▶ [EXTRACTED RECORDS]

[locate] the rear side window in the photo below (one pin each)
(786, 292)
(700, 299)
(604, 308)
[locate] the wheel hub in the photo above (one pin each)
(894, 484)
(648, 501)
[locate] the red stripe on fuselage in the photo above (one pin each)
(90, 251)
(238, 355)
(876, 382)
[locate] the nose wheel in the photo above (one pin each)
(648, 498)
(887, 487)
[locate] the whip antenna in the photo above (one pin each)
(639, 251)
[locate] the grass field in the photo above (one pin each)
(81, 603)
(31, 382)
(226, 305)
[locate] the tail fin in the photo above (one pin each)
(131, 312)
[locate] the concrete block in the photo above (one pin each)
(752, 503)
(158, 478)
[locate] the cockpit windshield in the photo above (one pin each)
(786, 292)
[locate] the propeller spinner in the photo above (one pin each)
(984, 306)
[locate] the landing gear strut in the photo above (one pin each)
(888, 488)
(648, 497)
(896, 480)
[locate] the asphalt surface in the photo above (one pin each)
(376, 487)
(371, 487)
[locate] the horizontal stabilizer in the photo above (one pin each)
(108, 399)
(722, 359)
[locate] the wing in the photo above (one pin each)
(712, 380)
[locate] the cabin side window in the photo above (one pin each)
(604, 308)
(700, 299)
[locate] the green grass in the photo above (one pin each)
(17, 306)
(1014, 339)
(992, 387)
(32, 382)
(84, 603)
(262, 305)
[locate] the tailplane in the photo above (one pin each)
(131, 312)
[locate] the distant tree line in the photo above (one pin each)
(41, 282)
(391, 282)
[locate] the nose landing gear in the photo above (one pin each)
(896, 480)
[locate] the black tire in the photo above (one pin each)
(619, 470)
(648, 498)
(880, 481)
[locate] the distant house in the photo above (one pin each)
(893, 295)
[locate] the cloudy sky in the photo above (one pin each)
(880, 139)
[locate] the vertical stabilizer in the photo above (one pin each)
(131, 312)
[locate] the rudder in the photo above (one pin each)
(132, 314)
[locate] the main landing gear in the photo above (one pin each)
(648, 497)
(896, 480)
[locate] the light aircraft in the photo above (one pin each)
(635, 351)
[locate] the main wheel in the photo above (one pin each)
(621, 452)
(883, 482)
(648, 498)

▶ [WHAT TO PRODUCE] Take the lines from the one containing "[locate] the black" through the final line of the entries above, and set them down exactly, with nothing added.

▶ [WRITTEN RESPONSE]
[locate] the black tire in the photo above (one pin each)
(619, 470)
(648, 498)
(880, 481)
[locate] the distant house in the photo above (one pin each)
(893, 295)
[locate] the cloudy sky in the photo above (one pin each)
(880, 139)
[locate] the vertical stabilizer in the photo above (one pin each)
(131, 312)
[locate] the rudder in the photo above (one pin each)
(132, 314)
[locate] the main landing gear in the photo above (one pin each)
(648, 497)
(896, 480)
[locate] the light aircraft in the photo above (one pin each)
(635, 351)
[locate] the main wheel in the photo above (one pin each)
(621, 452)
(883, 482)
(648, 498)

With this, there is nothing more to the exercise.